## Records provided
___
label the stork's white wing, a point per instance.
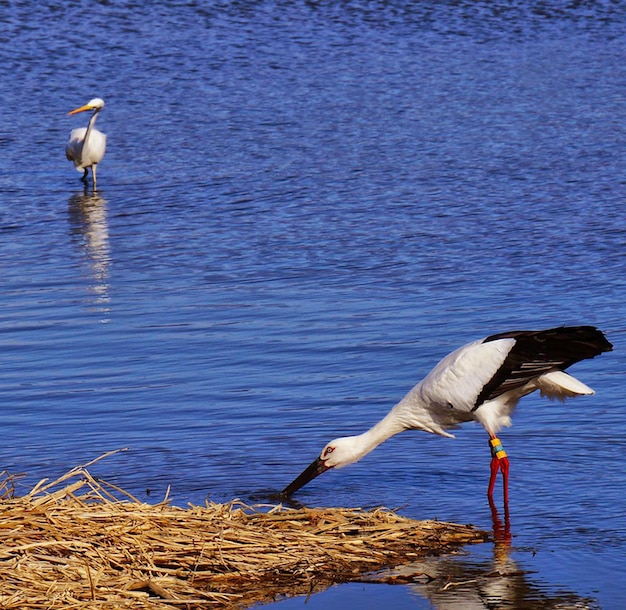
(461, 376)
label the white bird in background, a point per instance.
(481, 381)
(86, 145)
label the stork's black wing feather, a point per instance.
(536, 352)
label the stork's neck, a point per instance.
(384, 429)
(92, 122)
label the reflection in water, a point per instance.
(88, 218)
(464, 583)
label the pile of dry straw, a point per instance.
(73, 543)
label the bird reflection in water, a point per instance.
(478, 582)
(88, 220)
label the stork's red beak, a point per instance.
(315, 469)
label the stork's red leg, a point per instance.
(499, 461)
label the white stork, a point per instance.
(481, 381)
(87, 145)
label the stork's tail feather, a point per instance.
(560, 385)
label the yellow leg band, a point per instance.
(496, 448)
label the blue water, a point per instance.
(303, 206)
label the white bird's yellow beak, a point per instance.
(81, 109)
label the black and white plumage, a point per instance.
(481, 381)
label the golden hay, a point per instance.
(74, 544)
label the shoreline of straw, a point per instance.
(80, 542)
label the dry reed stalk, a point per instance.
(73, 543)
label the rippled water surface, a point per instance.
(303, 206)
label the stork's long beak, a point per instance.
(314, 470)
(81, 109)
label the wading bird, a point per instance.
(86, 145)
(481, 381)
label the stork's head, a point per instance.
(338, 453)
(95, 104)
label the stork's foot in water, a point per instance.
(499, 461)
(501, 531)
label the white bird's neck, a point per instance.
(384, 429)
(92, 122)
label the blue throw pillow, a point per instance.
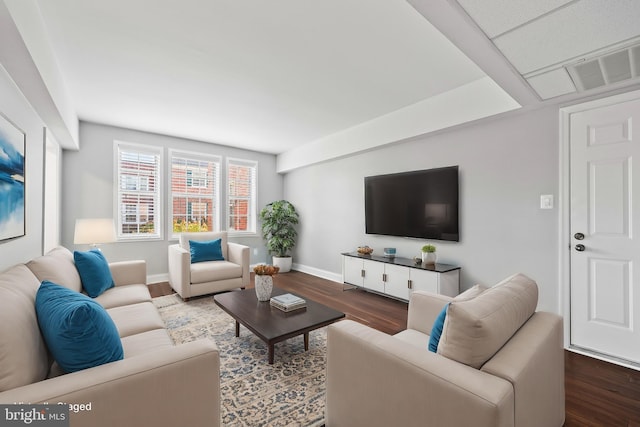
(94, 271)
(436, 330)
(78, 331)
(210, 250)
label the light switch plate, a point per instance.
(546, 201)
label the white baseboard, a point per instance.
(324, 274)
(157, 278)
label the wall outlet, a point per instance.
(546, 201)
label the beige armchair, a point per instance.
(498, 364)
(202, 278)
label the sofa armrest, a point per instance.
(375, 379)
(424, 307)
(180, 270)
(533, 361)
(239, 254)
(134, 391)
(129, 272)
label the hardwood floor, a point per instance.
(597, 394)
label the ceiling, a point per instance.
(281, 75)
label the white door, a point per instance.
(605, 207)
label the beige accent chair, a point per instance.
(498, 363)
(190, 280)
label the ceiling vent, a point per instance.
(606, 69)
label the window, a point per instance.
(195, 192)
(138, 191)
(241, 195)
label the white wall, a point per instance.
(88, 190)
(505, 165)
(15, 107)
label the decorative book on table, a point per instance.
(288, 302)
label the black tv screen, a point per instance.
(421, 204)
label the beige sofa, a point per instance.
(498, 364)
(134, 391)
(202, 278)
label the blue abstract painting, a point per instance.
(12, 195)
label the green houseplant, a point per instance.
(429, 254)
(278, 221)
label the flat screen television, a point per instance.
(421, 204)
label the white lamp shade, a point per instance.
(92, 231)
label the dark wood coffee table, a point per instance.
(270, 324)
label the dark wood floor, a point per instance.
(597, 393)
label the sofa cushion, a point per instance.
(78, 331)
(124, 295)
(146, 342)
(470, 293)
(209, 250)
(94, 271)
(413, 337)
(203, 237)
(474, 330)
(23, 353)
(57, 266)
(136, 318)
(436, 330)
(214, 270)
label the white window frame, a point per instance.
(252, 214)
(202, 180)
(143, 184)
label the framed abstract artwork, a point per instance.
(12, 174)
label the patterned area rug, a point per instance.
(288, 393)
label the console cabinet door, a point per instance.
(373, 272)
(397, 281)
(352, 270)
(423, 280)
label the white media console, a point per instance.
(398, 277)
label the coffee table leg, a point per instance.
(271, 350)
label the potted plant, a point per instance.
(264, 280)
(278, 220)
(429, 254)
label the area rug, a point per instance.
___
## Exercise
Retype all of the material above line for line, without changing anything, and leave the pictures out.

## Solution to this task
label the stork's white wing, a point per instance.
(461, 376)
label the white bird in background, a point per instance.
(481, 381)
(86, 145)
label the stork's black wing feather, a point per instance.
(536, 352)
label the stork's neck, a point per instance.
(384, 429)
(92, 122)
label the reflection in water, a point per instance.
(88, 218)
(464, 583)
label the pile of dry straw, a point per instance.
(73, 543)
label the bird reflection in water, a point per instance.
(478, 582)
(88, 220)
label the stork's red beak, a point per instance.
(315, 469)
label the stork's red leg, a point per instance.
(499, 461)
label the white stork, a point per instance.
(481, 381)
(87, 145)
label the stork's tail feather, a point per instance.
(560, 385)
label the yellow leg band, a point per instance.
(496, 448)
label the blue water, a point per instance.
(303, 206)
label the white bird's yellow beak, a point per instance.
(81, 109)
label the black and white plumage, a point per instance.
(481, 381)
label the golden hay, a point per instance.
(74, 544)
label the shoreline of straw, a point per instance.
(80, 542)
label the dry reed stalk, a point per instance.
(73, 543)
label the rippled water surface, a point per instance.
(303, 206)
label the stork's long beak, a point per instance.
(314, 470)
(81, 109)
label the wading bird, a point per instance.
(86, 145)
(481, 381)
label the stork's head, a point per instance.
(338, 453)
(95, 104)
label the stork's foot in water, a point per instance.
(499, 461)
(501, 531)
label the white bird's neck, a point per instance.
(384, 429)
(92, 122)
label the blue throw pillow, a point per instance.
(94, 271)
(436, 330)
(78, 331)
(210, 250)
label the light switch plate, a point per instance.
(546, 201)
label the white baseboard, a point per instance.
(324, 274)
(157, 278)
label the wall outlet, a point per instance.
(546, 201)
label the beige armchair, a point per instance.
(498, 364)
(202, 278)
label the sofa armrest, a point per instance.
(375, 379)
(424, 307)
(180, 270)
(533, 361)
(239, 254)
(134, 391)
(129, 272)
label the hardwood floor, a point per instance.
(597, 394)
label the ceiling, a point per instance.
(281, 75)
label the white door, a point per instance.
(605, 207)
label the beige accent chair, a point per instance.
(498, 363)
(190, 280)
label the ceiling vent, a point per instance.
(606, 69)
label the window, a point per instance.
(195, 192)
(138, 191)
(241, 195)
label the white wall, a point per instance.
(88, 190)
(505, 165)
(15, 107)
label the decorative book on table, a point per instance.
(288, 302)
label the black tv screen, a point per instance.
(421, 204)
label the beige sofa, a point per instance.
(498, 364)
(134, 391)
(202, 278)
label the blue abstract painting, a point per instance.
(12, 195)
label the green houseplant, a point per instance.
(429, 254)
(278, 221)
label the flat screen television, a point per instance.
(421, 204)
label the white lamp shade, a point per instance.
(92, 231)
label the dark wood coffee table, a point per instance.
(270, 324)
label the dark wood floor, a point per instance.
(597, 393)
label the sofa cushion, a point per instance.
(78, 331)
(124, 295)
(146, 342)
(470, 293)
(209, 250)
(94, 271)
(413, 337)
(203, 237)
(474, 330)
(23, 353)
(57, 266)
(136, 318)
(436, 330)
(214, 270)
label the white window frame, a point per instance.
(252, 214)
(202, 180)
(143, 184)
label the framed abstract artwork, a point per instance.
(12, 174)
label the patterned area rug, a point per instance.
(288, 393)
label the console cabinet door, a point per instance.
(373, 272)
(397, 281)
(352, 270)
(423, 280)
label the white media console, a point per instance.
(398, 277)
label the coffee table leg, a point per instance.
(271, 350)
label the potted plant, a point per instance.
(264, 280)
(278, 220)
(429, 254)
label the area rug, a point per instance.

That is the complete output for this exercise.